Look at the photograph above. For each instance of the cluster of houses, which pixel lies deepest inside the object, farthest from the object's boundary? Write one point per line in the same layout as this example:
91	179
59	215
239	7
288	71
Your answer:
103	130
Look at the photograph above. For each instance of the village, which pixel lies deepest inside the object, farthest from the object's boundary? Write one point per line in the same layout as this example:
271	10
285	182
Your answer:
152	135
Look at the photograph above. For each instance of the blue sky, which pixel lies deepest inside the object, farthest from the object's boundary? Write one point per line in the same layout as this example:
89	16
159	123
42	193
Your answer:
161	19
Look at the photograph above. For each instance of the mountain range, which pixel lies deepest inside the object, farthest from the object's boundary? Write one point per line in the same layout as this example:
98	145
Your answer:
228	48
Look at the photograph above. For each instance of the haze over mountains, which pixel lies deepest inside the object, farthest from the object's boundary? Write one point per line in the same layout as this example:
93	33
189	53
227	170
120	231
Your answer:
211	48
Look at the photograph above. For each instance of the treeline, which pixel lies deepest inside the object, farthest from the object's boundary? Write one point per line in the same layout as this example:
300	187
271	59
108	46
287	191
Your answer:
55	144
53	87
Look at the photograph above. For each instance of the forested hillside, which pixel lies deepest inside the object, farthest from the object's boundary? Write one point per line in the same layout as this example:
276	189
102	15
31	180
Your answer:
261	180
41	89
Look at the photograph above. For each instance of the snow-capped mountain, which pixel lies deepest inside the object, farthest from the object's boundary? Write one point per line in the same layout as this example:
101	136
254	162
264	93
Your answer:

□ □ □ □ □ □ □

DIRECTIONS
Output all of the data again, exactly.

FINAL RESULT
Look at the photograph above. For each instance of the cluster of houses, which pixel lies deepest inside the object, farthest from the object's boundary? Write one point per line in the same layout as this example:
91	179
59	215
239	7
288	71
Your answer:
103	130
Look at the photograph above. For each instance of the village, which pixel lies deepest inside the object, farthest from the object's boundary? Write one point per line in the same layout as this example:
271	10
285	182
Your answer:
152	135
Look at the photograph above. For each instance of the blue sky, which pixel lies deepest inside the object, farthest from the object's boundary? Write one point per line in the same layout as this example:
89	16
159	123
42	193
Your answer:
161	19
Look at the photograph above. For each instance of the mountain range, which pixel lies deepest inside the object, farthest from the object's boundary? Write one point per line in the same layout as this example:
98	145
Your answer:
228	48
Look at the photograph above. For each instance of the haze over mountains, which pixel lies deepest inside the object, farthest from the object's boundary? Write one point per line in the same layout as this example:
93	33
189	53
227	170
120	231
Your answer:
211	48
Look at the photograph above. For each instance of the treeline, which pixel lies deepest inside the object, farthest from the object's boundary? Write one point per line in the same layout as this example:
300	187
271	59
108	46
287	191
Your answer:
55	144
53	87
Look at the photograph above. For each instance of the forested hillside, which pixel lies deepest inside the object, farthest from the object's boundary? Write one point per line in the same layout as this example:
276	189
102	15
31	180
Your answer:
261	180
41	89
Look at the photograph above. For each instance of the snow-capped mountain, which pixel lies deepest inside the object, farthest from the object's boundary? Write one point per line in the same layout as this example:
101	136
254	162
264	93
Your answer:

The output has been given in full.